* Direction
Starting at the line containing "ceiling fan light" and running through the final line, copy out every line, requests included. Scale each bounding-box coordinate in the answers by 2.45 and round it to the nearest whole number, with halves rounding up.

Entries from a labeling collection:
____________

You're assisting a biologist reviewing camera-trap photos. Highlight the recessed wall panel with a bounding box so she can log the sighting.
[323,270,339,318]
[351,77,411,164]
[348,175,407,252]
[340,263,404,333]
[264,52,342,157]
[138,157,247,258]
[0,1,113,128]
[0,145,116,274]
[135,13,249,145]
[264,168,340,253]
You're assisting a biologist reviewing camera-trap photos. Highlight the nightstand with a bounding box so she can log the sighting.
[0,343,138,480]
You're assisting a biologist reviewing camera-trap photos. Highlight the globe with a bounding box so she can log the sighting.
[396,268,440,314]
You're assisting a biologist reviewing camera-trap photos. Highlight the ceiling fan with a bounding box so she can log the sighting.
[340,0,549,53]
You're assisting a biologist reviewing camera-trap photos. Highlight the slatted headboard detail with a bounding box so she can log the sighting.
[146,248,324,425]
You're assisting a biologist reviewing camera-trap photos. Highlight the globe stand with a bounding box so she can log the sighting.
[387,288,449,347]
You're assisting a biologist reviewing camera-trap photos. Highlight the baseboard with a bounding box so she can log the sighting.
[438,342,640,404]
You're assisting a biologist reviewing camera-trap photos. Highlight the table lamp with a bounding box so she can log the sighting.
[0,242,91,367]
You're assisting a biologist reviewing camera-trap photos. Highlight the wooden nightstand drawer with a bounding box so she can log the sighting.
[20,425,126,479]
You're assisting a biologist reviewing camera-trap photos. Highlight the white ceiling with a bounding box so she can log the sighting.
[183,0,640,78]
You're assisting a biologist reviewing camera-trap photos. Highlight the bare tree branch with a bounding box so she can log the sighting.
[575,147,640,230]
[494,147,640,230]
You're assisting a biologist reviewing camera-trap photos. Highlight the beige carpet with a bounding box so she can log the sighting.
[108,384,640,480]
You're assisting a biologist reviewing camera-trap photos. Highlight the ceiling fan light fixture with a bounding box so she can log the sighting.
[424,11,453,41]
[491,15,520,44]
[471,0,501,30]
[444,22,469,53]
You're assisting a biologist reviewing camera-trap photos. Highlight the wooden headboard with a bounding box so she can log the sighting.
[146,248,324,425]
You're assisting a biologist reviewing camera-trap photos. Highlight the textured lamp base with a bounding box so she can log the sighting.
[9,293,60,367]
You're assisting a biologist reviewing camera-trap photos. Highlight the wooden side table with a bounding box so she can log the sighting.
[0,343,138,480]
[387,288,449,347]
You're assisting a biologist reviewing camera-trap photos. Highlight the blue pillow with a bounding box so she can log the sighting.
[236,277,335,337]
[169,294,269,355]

____________

* Solution to this task
You're assisting a biologist reviewing camera-trap photos. Highlight the ceiling fan light fixture with a bounding box so she can log the sighting.
[1039,27,1110,100]
[1203,37,1274,108]
[1154,0,1227,74]
[1088,54,1149,130]
You're assisting a biologist reviewing camera-trap photos. Highlight the wooden headboard with a bounding box so she can log the sighting.
[358,608,794,1041]
You're assisting a biologist reviewing camera-trap photos. Highlight the textured lamp base with a bounding box so she can log the sighting.
[22,718,147,899]
You're assisting a biologist reviewing camera-trap photos. Highlight the wooden side table with a bounding box so she can log the sighting.
[0,840,338,1176]
[948,706,1100,850]
You're assisting a biologist reviewing camera-trap photos. Highlight the blue pillow with a bounding box so she can log the sighting.
[578,679,821,826]
[414,720,659,870]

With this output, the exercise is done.